[Data pointing to objects in photos]
-- Begin --
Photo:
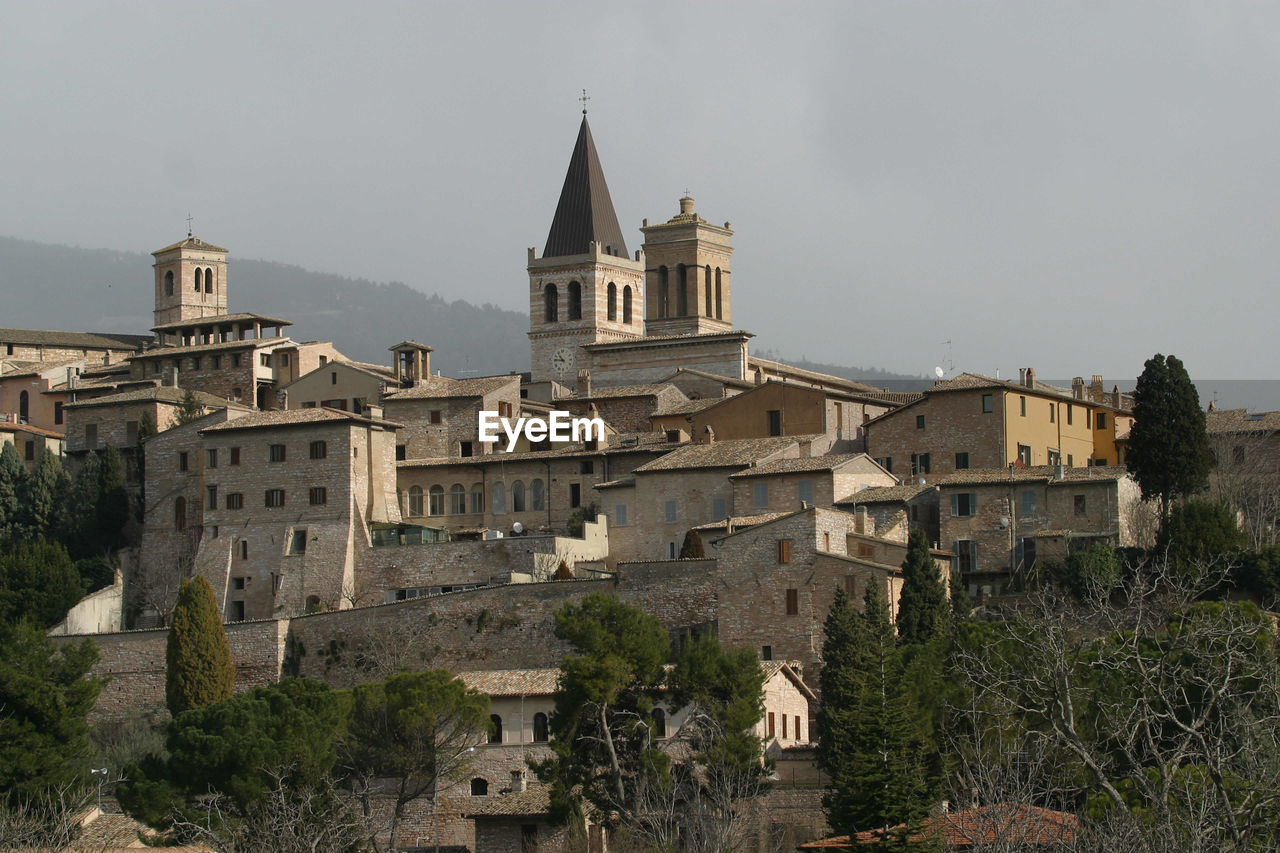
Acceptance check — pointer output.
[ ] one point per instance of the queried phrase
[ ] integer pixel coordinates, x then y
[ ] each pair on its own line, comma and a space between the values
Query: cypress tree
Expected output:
-- End --
> [Given problem]: Copy the data above word for word, leaving out the pictures.

> [Result of this task]:
Photo:
Acceptance check — pointer output.
[ ] one point per instance of the queried phrase
[ ] integer pixel coordinates, x then y
[ ] each pair on its own line, comma and a space between the values
Query: cypress tree
Expected output:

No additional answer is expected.